:: Tarefas a resolver ::
a - Extraia do texto sobre os quintais marítimos da Póvoa de Varzim o trecho desde "Este trabalho concentrou-se" até "de urbanização terrestre.", inclusive.
b - No texto sobre os quintais marítimos da Póvoa de Varzim, quem é indicado como responsável pela orientação do trabalho?
c - Dê a continuação do texto sobre os quintais marítimos da Póvoa de Varzim a partir da última frase apresentada.

:: Excerto do texto ::
++++++++++
Mapeamento dos quintais marítimos da Póvoa de Varzim. Os arquitetos do “mar poveiro”

Autoria: José Pedro Fernandes

Orientação: Marta Labastida Juan

Universidade do Minho | Mestrado integrado em Arquitectura

Menção Especial

Memória descritiva

Este trabalho concentrou-se na compreensão da expressão espacial destes «quintais marítimos» e na sua representação em mapas e esquemas que tornem visível as respetivas localizações, dimensões, medidas e escalas, bem como a sua relação com as dinâmicas de urbanização terrestre.

O significado da palavra «quintal» está habitualmente associado a um terreno (horta, logradouro ou jardim) nas traseiras de uma casa. Quais são os significados da palavra no contexto da paisagem marítima? Há uma visão comum do mar como uma mera linha no horizonte e, a linha de costa, separa dois territórios muitas vezes vistos como independentes. A terra tem sido profundamente estudada pelo campo disciplinar da arquitetura, no entanto, o que existe abaixo da linha de água do mar, permanece como um «mundo silencioso»,[1] que se conhece cada vez melhor no campo da biologia e de outras ciências do mar[2]. Em arquitetura, no urbanismo e na geografia, o mar ainda aparece de uma maneira pouco explícita. Para compreender a continuidade mar/terra precisamos de usar fontes e registos, como cartas náuticas e imagens de satélites, provenientes de outros campos do saber (como a geologia e a hidrografia) e integrar estas informações numa cartografia comum. Mas também é fundamental incorporar sobre esta base os registos precisos e sensíveis daqueles que vivem do mar: os pescadores.
++++++++++
:: Registos extraídos ::
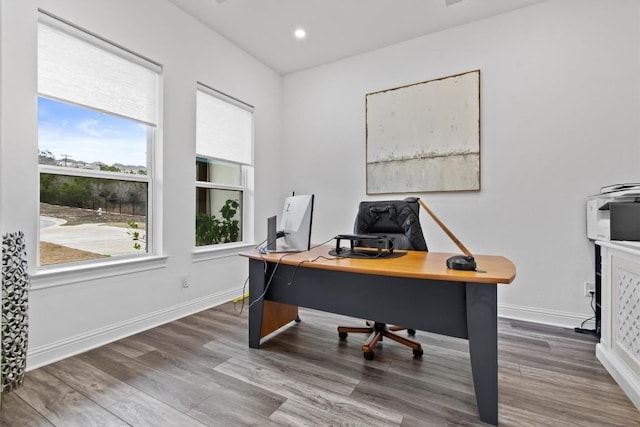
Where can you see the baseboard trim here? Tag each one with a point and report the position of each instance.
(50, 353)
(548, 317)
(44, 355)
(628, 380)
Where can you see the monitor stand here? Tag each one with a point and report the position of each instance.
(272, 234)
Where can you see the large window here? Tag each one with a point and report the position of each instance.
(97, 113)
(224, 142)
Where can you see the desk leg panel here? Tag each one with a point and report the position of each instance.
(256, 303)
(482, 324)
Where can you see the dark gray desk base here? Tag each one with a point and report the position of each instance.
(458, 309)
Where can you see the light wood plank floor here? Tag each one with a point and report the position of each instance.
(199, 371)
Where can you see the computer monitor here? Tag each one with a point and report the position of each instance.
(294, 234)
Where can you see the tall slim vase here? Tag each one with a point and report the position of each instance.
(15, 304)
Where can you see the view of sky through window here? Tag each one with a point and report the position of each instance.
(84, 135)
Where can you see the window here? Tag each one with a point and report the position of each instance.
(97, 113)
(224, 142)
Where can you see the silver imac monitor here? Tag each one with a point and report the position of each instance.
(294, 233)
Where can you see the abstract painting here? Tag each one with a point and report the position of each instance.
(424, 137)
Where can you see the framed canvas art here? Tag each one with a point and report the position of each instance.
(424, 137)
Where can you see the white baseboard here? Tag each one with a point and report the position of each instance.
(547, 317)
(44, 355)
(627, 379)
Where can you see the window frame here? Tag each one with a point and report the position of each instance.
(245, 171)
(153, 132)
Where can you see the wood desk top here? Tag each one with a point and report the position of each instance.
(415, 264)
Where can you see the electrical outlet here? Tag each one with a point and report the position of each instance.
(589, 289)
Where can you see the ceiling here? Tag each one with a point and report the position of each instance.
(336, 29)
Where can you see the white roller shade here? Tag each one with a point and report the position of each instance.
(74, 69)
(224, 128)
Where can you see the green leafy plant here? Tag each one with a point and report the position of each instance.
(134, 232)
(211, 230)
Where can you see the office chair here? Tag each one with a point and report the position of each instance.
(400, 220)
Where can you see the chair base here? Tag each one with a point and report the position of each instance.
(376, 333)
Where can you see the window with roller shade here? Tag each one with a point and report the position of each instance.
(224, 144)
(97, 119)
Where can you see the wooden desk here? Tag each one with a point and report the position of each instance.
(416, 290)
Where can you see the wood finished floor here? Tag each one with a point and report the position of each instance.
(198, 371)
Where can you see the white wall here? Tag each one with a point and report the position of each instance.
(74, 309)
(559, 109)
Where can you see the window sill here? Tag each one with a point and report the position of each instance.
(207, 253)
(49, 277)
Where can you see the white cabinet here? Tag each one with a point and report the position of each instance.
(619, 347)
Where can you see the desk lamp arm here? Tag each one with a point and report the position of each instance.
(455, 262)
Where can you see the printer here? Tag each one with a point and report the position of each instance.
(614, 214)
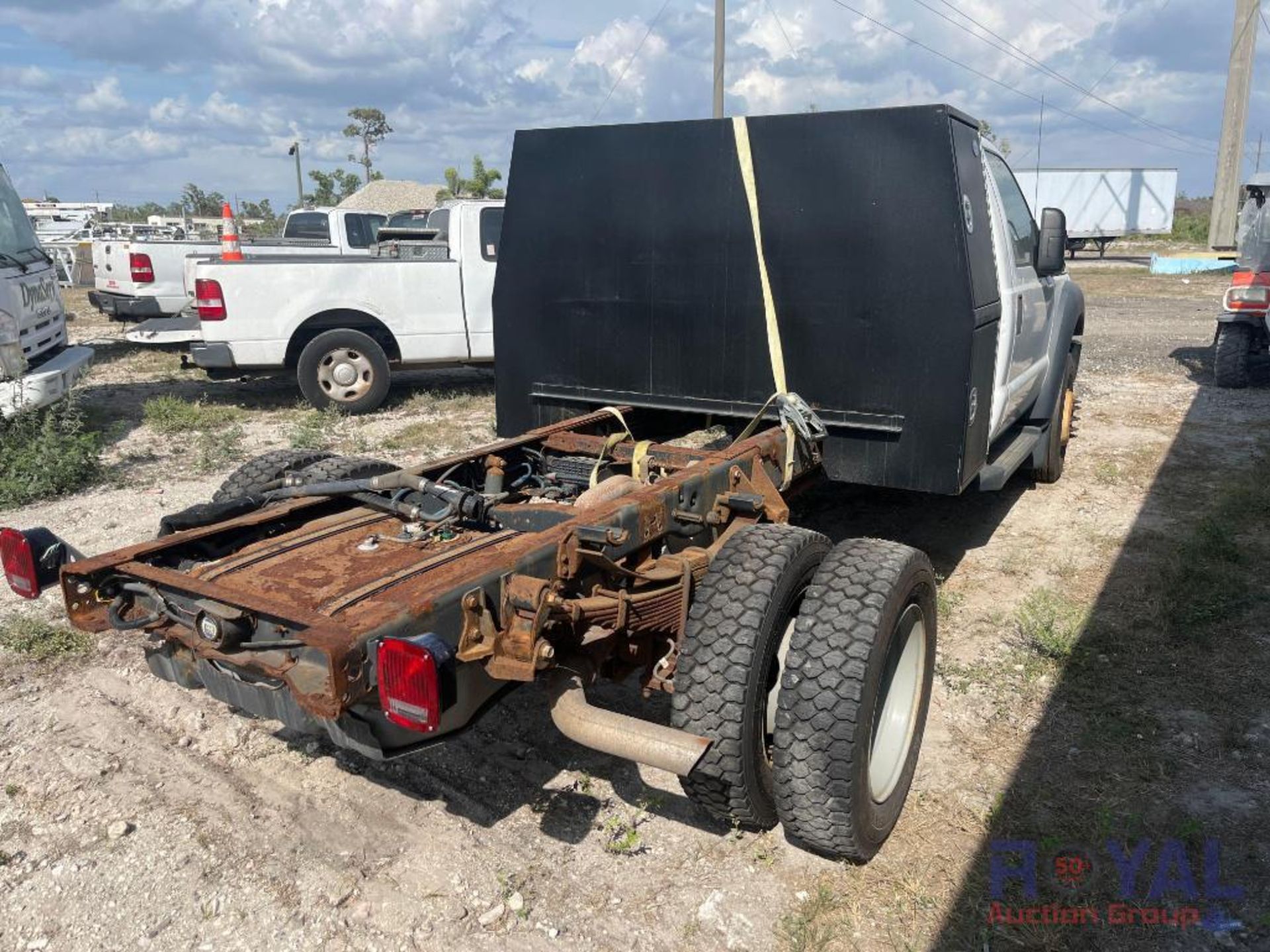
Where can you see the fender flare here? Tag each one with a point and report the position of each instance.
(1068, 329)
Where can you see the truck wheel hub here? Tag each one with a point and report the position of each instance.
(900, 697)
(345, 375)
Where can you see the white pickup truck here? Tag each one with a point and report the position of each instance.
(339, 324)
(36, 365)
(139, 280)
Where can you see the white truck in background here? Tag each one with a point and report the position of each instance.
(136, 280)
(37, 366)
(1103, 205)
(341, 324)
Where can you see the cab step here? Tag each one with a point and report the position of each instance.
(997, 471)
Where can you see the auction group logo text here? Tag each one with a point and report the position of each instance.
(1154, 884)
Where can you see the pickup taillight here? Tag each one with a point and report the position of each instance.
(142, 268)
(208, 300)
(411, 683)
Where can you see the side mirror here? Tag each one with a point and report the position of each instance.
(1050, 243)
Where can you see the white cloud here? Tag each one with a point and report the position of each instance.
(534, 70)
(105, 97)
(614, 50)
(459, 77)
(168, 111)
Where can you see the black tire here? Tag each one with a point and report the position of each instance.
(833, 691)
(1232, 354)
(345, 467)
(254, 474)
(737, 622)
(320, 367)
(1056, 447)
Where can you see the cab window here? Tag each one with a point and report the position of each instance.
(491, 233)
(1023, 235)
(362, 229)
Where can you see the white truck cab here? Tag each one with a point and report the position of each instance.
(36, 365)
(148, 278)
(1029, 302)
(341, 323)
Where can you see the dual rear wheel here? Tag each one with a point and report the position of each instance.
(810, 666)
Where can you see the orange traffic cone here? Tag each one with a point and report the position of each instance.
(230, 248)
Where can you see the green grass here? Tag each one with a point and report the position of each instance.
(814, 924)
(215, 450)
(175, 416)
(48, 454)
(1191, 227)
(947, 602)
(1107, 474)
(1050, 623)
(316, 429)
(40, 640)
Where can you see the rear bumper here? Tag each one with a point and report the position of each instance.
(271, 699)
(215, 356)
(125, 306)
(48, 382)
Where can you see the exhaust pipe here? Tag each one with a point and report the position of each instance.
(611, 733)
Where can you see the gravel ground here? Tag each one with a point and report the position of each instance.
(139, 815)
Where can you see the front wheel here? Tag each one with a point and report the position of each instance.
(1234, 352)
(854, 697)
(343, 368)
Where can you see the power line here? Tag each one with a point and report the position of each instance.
++++++++++
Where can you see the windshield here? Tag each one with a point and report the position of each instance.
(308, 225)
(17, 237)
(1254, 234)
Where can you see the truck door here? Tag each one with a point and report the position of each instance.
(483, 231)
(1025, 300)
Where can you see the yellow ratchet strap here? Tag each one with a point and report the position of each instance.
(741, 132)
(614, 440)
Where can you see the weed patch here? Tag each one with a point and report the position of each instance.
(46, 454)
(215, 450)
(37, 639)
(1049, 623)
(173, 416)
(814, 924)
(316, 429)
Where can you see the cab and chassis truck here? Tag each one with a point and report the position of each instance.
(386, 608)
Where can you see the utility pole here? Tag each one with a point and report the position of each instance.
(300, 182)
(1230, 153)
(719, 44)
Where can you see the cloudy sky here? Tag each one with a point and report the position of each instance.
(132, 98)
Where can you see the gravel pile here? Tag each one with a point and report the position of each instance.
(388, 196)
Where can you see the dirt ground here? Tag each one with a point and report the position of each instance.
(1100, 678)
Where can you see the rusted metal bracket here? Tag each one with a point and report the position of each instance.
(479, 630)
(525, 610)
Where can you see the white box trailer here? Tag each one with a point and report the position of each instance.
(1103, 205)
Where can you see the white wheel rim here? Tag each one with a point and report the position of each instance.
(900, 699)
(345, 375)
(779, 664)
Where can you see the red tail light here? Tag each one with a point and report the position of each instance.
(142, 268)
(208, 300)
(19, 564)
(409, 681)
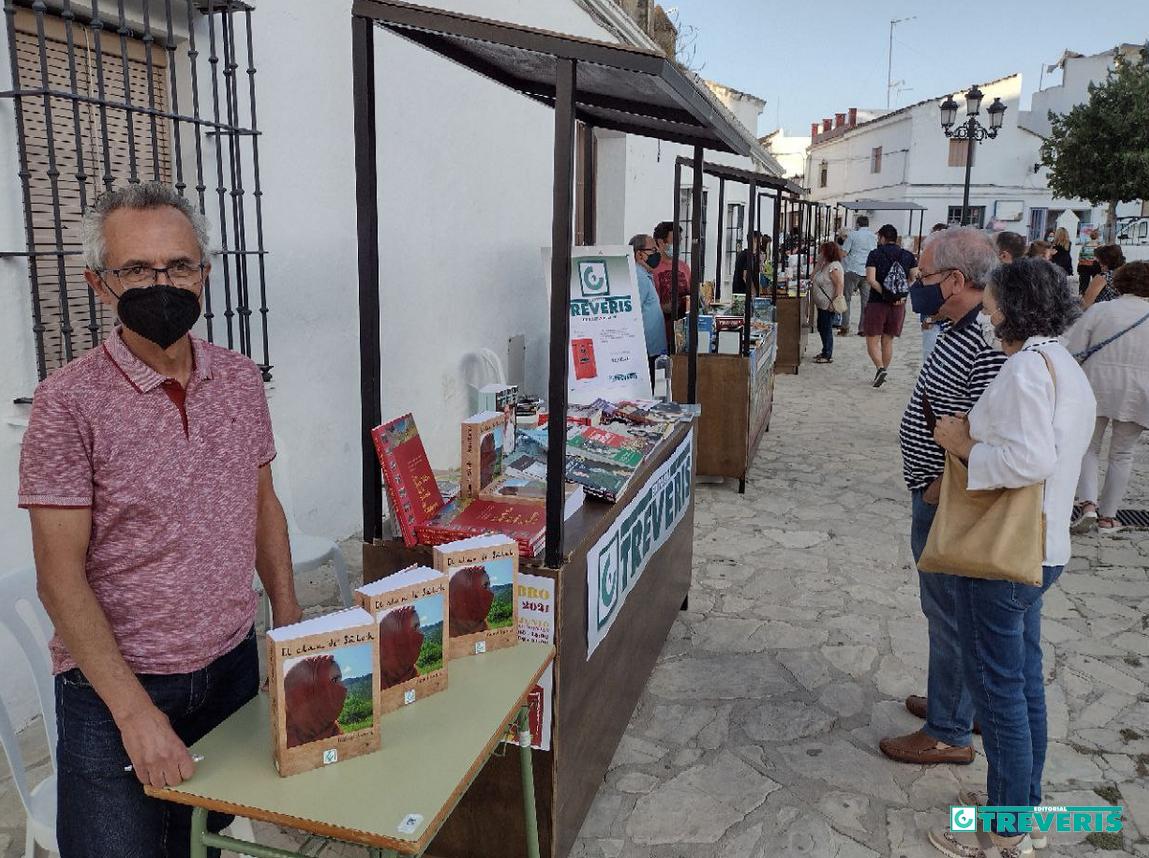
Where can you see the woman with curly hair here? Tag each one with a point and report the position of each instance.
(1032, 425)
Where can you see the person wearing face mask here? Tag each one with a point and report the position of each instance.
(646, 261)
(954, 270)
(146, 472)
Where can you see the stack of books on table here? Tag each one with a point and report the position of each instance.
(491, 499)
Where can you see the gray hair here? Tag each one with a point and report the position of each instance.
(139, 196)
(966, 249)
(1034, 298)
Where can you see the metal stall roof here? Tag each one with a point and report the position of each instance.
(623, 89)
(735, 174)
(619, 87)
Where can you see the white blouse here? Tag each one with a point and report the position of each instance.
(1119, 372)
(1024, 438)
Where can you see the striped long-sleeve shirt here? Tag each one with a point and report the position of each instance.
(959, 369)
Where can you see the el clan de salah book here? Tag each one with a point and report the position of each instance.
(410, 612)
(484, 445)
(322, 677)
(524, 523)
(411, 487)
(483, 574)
++++++++++
:: Respostas por item ::
a -
Este trabalho concentrou-se na compreensão da expressão espacial destes «quintais marítimos» e na sua representação em mapas e esquemas que tornem visível as respetivas localizações, dimensões, medidas e escalas, bem como a sua relação com as dinâmicas de urbanização terrestre.

b - Marta Labastida Juan.

c -
Neste trabalho, a partir da experiência pessoal e de entrevistas realizadas a pescadores da Póvoa de Varzim, foi possível perceber e interpretar como a utilização da informação transcrita em cartas está diretamente ligada à evolução dos dispositivos empregues (primeiro analógicos, depois eletrónicos), com consequências práticas nos modos e nas formas de apropriação do território marinho. Assim, analisa-se vários momentos desta atividade na Póvoa de Varzim. Na primeira parte, analisamos e descrevemos os procedimentos de elaboração e uso dos mapas mentais «dos mares» e das toponímias criadas e transmitidas no âmbito da pesca tradicional. Confrontamos fontes documentais e bibliográficas (sendo a maioria boletins culturais que registam a evolução do património local), com as memórias de ex-pescadores. A principal fonte de informação é a história oral —neste trabalho foi protagonista o mestre Albano «Espojeiro», ex-pescador da última geração da comunidade piscatória tradicional da Póvoa de Varzim. O mestre Espojeiro partilhou os seus conhecimentos, anotações e cartografias pessoais, e foi através delas que foi possível reconstituir e representar os processos de criação «dos mares» (temporários) da pesca tradicional. Na segunda parte, aborda-se a transição para a pesca contemporânea, analisando os mapas digitais dos «quintais marítimos» e os tipos de espaço criados. Através da informação empírica recolhida, observando in situ as práticas da pesca polivalente (contemporânea) ao longo de seis dias embarcado, foi possível representar o processo de criação de um sistema de «quintais marítimos».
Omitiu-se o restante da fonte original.